[Supplied information Boundary: Start]

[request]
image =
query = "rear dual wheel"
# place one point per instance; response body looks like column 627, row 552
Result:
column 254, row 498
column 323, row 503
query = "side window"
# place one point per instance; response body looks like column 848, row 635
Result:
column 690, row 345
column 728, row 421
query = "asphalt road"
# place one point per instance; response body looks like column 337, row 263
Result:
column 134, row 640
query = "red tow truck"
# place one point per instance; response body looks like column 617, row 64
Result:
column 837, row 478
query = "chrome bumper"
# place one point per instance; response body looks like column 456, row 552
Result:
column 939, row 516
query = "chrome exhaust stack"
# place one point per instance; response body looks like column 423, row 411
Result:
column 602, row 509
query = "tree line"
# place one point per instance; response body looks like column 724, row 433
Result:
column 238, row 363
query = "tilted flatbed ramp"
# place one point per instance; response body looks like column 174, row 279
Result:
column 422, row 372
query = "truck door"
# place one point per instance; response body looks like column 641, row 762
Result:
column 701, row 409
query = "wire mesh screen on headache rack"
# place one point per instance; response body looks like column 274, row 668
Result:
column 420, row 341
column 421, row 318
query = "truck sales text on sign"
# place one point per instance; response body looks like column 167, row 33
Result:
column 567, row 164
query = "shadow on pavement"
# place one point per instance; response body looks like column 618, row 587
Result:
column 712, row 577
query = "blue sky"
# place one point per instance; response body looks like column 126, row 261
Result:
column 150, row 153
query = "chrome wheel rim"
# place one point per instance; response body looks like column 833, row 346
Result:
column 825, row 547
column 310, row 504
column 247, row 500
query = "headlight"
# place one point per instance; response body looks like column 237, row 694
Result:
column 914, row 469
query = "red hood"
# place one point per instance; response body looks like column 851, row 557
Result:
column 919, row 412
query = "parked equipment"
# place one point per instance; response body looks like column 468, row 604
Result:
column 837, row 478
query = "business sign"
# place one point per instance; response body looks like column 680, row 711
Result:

[Supplied information Boundary: End]

Work instructions: Return, exactly as they stand, the lines from the start of the records above through the line with "274, row 668", both ends included, and no other lines.

Answer for the task:
[request]
image =
query = "rear dual wheel"
# place one point per instance; response body looks like column 627, row 552
Result:
column 254, row 498
column 323, row 503
query = "side window"
# place one point per instance; response body looks like column 848, row 635
Result:
column 690, row 345
column 728, row 421
query = "asphalt road"
# place one point per instance; response body looks like column 337, row 263
Result:
column 134, row 640
query = "red tow truck"
# place one point per instance; response body looks like column 617, row 64
Result:
column 837, row 478
query = "chrome bumper"
# place one point per instance; response body looks like column 456, row 552
Result:
column 939, row 516
query = "chrome exhaust stack"
# place one point per instance; response body looks like column 423, row 411
Result:
column 602, row 509
query = "tree line"
# place one point per instance; response body looks like column 724, row 433
Result:
column 238, row 363
query = "tilted flatbed ramp"
# place one point per instance; response body looks like column 174, row 279
Result:
column 422, row 372
query = "truck door"
# place one point per instance; response body looks like column 641, row 762
Result:
column 701, row 409
query = "wire mesh screen on headache rack"
# place one point per instance; response body looks like column 274, row 668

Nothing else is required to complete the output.